#### [Source]
▬▬▬▬▬▬
The details canNOT be discussed on public forums. So if you want to do something real here, please PM me.


----------



## wolfy dog

Thank you for your vigilance. Isn't it possible to call the shelter to wait with putting him down? One high killer shelter told me years ago, your surrendered dog can be euthanized before you leave the premises. At this point that dog, no matter who it is needs to get out of there. If this is Lobo, then it is a disgrace and he should never own a dog anymore. But it is so easy in the next town of college to get another one, no questions asked/answered. So OP, if you read this, please tell us that is not that happy home you told us about.


----------



## Heartandsoul

I had intended to donate when it became obvious that rescuing Lobo was becoming a reality, instead of wasting that good intention, I offered it someone else but if this dog, be it Lobo or another is rescued, I will double what I already have sent to another. Good intention aren’t good unless completed. Jonrob, I have no knowledge of you but your offer is amazing, I will do this through someone on here that I feel comfortable with and let him/her disperse the funds as they see fit.

I was not going to mention this at all but a dog’s life has a chance of living because of good intentions. Both Jchrest and Heinini, know of my honesty and integrity in what I have said.

Funding is not allowed openly on this forum so pm will be necessary. I would not have come out if this hadn’t transpired.


----------



## JonRob

wolfy dog said:


> Isn't it possible to call the shelter to wait with putting him down?


Yes but it won't help at all. Dog pounds will not give any dog special treatment. The dogs are quickly executed when the pound gets low on space. Period. No exceptions.



wolfy dog said:


> One high killer shelter told me years ago, your surrendered dog can be euthanized before you leave the premises.


 This is true but the fact that the pound has posted this GSD on Petfinder indicates that this did not happen.

Also, the person who turned the dog into the pound could have lied and said the dog was a stray. Happens all the time.


----------



## LuvShepherds

Does anyone know a rescue in Houston that could pull this dog?

I found this https://www.ghgsdr.org/

If you want to sponsor this dog, please call them and ask them to pull the dog from the shelter, then get them resources to pay to kennel him if they don’t have a foster home.

Another one. https://luckyshepherds.com/
@Magwart, do you know anything about these rescues?


----------



## JonRob

LuvShepherds said:


> Does anyone know a rescue in Houston that could pull this dog?
▬▬▬▬▬▬
#### [Recorded data]
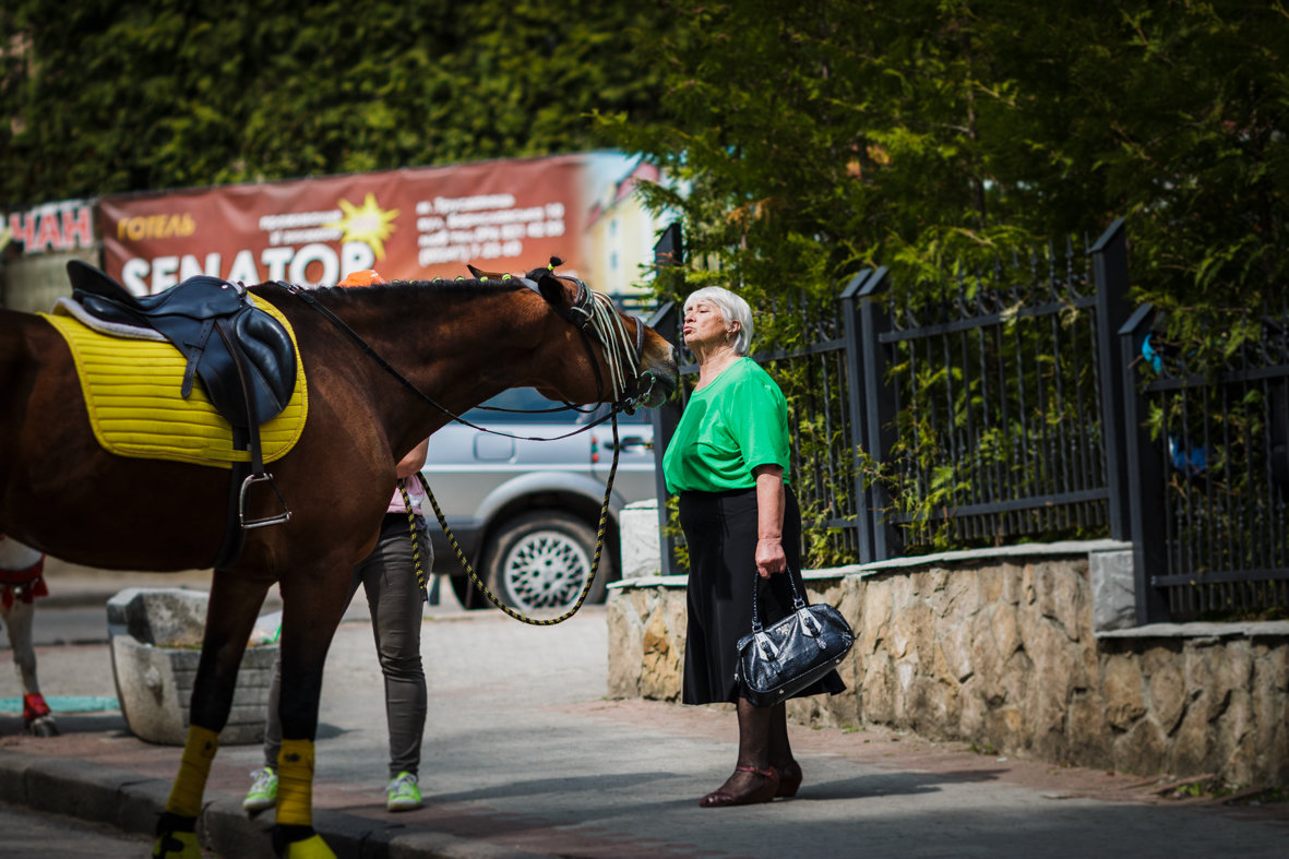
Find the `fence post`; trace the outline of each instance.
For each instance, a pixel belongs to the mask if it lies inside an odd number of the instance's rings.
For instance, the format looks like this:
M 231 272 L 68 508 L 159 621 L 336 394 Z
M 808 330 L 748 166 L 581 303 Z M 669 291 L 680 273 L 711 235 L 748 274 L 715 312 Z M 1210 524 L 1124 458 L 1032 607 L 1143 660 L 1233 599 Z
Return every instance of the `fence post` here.
M 857 295 L 871 273 L 871 268 L 865 268 L 852 277 L 851 282 L 842 289 L 839 299 L 842 302 L 842 322 L 846 337 L 846 395 L 848 400 L 847 414 L 851 420 L 852 457 L 856 455 L 855 451 L 857 448 L 862 448 L 865 453 L 869 450 L 865 437 L 866 427 L 864 424 L 864 356 L 861 355 L 862 338 L 860 337 Z M 873 547 L 873 516 L 869 512 L 867 494 L 864 489 L 864 475 L 858 469 L 855 471 L 852 491 L 855 493 L 855 529 L 858 531 L 860 538 L 858 561 L 860 564 L 871 564 L 878 560 Z
M 683 282 L 683 272 L 679 266 L 684 261 L 684 246 L 681 233 L 681 223 L 672 222 L 659 236 L 654 245 L 654 272 L 655 277 L 669 276 Z M 670 271 L 669 271 L 670 270 Z M 673 284 L 679 286 L 681 284 Z M 675 293 L 678 290 L 668 290 Z M 646 322 L 655 331 L 661 334 L 670 343 L 677 343 L 681 329 L 681 307 L 673 302 L 665 302 L 654 311 Z M 672 558 L 675 553 L 675 538 L 666 533 L 666 479 L 663 476 L 663 454 L 666 445 L 675 433 L 675 424 L 681 422 L 681 405 L 673 399 L 668 399 L 663 405 L 650 411 L 650 422 L 654 424 L 654 491 L 657 497 L 657 543 L 661 552 L 663 575 L 672 575 Z
M 1150 433 L 1142 426 L 1148 414 L 1148 404 L 1137 386 L 1137 366 L 1141 344 L 1150 333 L 1154 307 L 1142 304 L 1119 329 L 1119 365 L 1116 374 L 1123 390 L 1123 426 L 1125 432 L 1124 459 L 1127 464 L 1125 507 L 1130 508 L 1133 543 L 1133 580 L 1137 604 L 1137 626 L 1168 620 L 1168 604 L 1151 586 L 1155 570 L 1165 569 L 1165 540 L 1163 502 L 1158 493 L 1164 490 L 1163 462 L 1159 446 L 1151 444 Z
M 869 275 L 858 288 L 860 346 L 864 356 L 865 449 L 874 462 L 883 464 L 895 446 L 895 391 L 887 383 L 887 351 L 880 335 L 891 330 L 891 315 L 877 295 L 889 288 L 889 272 L 883 266 Z M 869 528 L 873 534 L 873 560 L 884 561 L 904 552 L 902 539 L 886 521 L 891 499 L 879 481 L 873 481 L 865 494 Z
M 1097 280 L 1097 362 L 1101 369 L 1101 435 L 1106 450 L 1106 489 L 1110 493 L 1107 515 L 1110 537 L 1116 540 L 1130 540 L 1128 464 L 1124 445 L 1132 435 L 1132 424 L 1127 423 L 1120 405 L 1129 395 L 1125 387 L 1128 378 L 1123 368 L 1115 364 L 1115 339 L 1130 312 L 1128 306 L 1128 231 L 1124 219 L 1119 218 L 1101 233 L 1092 246 L 1093 272 Z M 1134 390 L 1134 388 L 1133 388 Z
M 677 322 L 681 317 L 681 308 L 675 302 L 666 302 L 659 307 L 646 322 L 655 331 L 668 341 L 675 342 Z M 663 476 L 663 454 L 666 445 L 675 433 L 675 424 L 681 422 L 681 404 L 674 397 L 668 397 L 663 405 L 650 410 L 650 420 L 654 424 L 654 491 L 657 494 L 657 543 L 663 555 L 663 575 L 672 575 L 672 557 L 675 551 L 675 538 L 666 533 L 666 479 Z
▬▬▬▬▬▬
#### [What this exercise asks]
- a) In the listing, update every line from its start through the line holding "Return every instance", inclusive, by replacing "fence post" with "fence pole" and leaving everything else unchanged; omit the pictures from your answer.
- b) Continue the forum thread about pulling a dog from the shelter, picking up right after its last sentence.
The forum thread and the listing have no connection to each other.

#### [Final results]
- a)
Find the `fence pole`; trace the outline of each instance.
For each instance, a pixel belongs to the mask if it lies inside an odd number of the instance's rings.
For instance, the format looks like this:
M 231 272 L 68 508 L 159 621 L 336 394 Z
M 808 330 L 748 166 L 581 303 Z M 669 291 L 680 273 L 711 235 L 748 274 L 715 312 Z M 1210 524 L 1124 458 L 1032 607 L 1143 660 L 1233 599 Z
Return every instance of the `fence pole` here.

- b)
Please do not risk this dog's life by trying to get a rescue to help. The pounds are flooded with GSDs and the "rescues" have no room for them.

My girlfriend and I have been doing this kind of thing to save dogs for a long time. We have NEVER gotten a rescue to help, even when we have offered money to them for saving the dog.

So who will decide this GSD's fate? Go look in the mirror, folks.


----------



## LuvShepherds

A rescue is better than death. I have rescued and fostered and other than early speuter, the dogs were much better off than they would have been.


----------



## JonRob

And for those of you who are using the excuse that serial killers are lurking on this forum so they can snatch up dogs to torture--you need to get in touch with reality.

Serial killers don't spend hundreds of bucks for a professional to transport a dog. Or take a dog when there will be lots of questions and follow-up.

They grab the free-to-good-home dogs on Craig's List and elsewhere. They can get all the dogs they want that way with no trouble and no expense.


----------



## JonRob

LuvShepherds said:


> A rescue is better than death. I have rescued and fostered and other than early speuter, the dogs were much better off than they would have been.


You have totally missed the point. A rescue will NOT take this dog.

Counting on a rescue to do so will just about guarantee that this GSD will die.

Prove me wrong. Find a rescue that will take the dog if paid to do so, and I will pay them.

But while you are wasting time with that, someone in the Houston area needs to step up and get that GSD out of the dog pound.

Dithering and passing the responsibility on to someone else = death for the dog.


----------



## Magwart

LuvShepherds said:


> @*Magwart*, do you know anything about these rescues?



I have had contact with GHGSDR and thought they were excellent. However, most GSRs won't pull mixes when there are good purebred-looking dogs needing help, so you're likely to have more luck with an all-breed rescue.


I'm traveling and cannot help.


----------



## scuba_bob

It’s sad to see a family pet and companion dumped like this for an instagram account, so much for that 2nd Chance. People like this really should never own a dog, especially a big dog. He knows the dog would likely lose its life but that’s not of concern to him, can’t imagine how stress and fearful the dog is right now. Something has to happen about irresponsible dog owners, they flood the shelters and fuel BYB. You have to get a drivers license to drive a car and if you get too many tickets you risk losing the privilege to drive, why can’t we come up with a better system for dog ownership. This dog clearly was too much dog for him, he should stick to a cat if he wants another animal. If your going to buy a dog, especially a big powerful breed like the GSD, have your life together, career and housing.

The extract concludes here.